_Available data_
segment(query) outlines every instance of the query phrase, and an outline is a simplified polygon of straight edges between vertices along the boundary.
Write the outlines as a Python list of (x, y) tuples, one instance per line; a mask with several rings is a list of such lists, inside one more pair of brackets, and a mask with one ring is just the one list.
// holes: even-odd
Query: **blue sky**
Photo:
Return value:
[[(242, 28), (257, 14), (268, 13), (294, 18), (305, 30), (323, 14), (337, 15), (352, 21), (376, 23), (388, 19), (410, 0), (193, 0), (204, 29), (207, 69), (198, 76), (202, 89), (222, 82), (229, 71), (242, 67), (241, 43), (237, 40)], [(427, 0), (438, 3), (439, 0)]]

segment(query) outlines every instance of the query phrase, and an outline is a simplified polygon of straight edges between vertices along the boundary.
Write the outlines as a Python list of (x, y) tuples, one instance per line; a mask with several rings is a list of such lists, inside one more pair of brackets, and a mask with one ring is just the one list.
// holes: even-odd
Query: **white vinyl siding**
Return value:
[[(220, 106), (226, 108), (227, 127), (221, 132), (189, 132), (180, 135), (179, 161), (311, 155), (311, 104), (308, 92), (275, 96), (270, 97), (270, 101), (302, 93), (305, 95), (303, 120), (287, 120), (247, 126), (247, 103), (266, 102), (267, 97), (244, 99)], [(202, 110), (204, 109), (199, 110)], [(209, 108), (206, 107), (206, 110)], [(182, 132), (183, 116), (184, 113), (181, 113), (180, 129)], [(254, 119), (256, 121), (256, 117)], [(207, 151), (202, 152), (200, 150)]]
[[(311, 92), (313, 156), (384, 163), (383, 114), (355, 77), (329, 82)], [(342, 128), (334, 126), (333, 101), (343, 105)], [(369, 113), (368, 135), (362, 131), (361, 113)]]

_Exercise_
Copy out every item above in full, requests included, and shift each outline in the answers by adding 87 to both the x and the y coordinate of every point.

_Written response_
segment(query) outlines every instance of the query phrase, and an outline is a simplified polygon of straight edges between vertices along the boundary.
Write the outlines as a Python list of (x, y) tuples, one instance per line; a mask with several rings is a list of such lists, inside one more pair of brackets, and a mask with one ring is just the one list.
// holes: even-odd
Query: **blue sky**
Photo:
Return value:
[[(329, 115), (344, 101), (355, 100), (381, 105), (392, 117), (410, 101), (424, 102), (439, 108), (463, 110), (475, 106), (497, 87), (280, 87), (291, 116), (294, 156), (285, 163), (289, 176), (309, 169), (316, 158), (329, 154), (328, 130), (324, 127)], [(514, 87), (525, 90), (526, 87)]]

segment(query) outlines every instance of the query phrase, and an outline is a simplified polygon of straight edges between vertices along the boundary.
Write the outlines as a Python list of (x, y) tuples, one instance per line; a mask with several rings is a list of such lists, inside one more pair of brackets, and a mask with one ring is just the one list.
// holes: even-odd
Query: **white vinyl siding**
Return value:
[[(307, 193), (313, 195), (314, 214), (308, 219), (276, 219), (267, 222), (266, 248), (398, 242), (398, 191), (395, 179), (362, 183), (357, 184), (357, 188), (389, 180), (392, 182), (390, 207), (374, 207), (334, 213), (334, 190), (353, 189), (354, 184), (331, 186)], [(289, 197), (291, 196), (286, 197)], [(296, 195), (293, 194), (293, 197)], [(269, 219), (270, 203), (271, 200), (268, 200), (267, 216)], [(341, 206), (343, 208), (343, 204)], [(294, 238), (289, 239), (287, 237)]]
[[(398, 179), (400, 243), (471, 250), (470, 201), (442, 164), (416, 169)], [(429, 215), (421, 213), (420, 188), (430, 192)], [(456, 200), (455, 222), (449, 218), (448, 200)]]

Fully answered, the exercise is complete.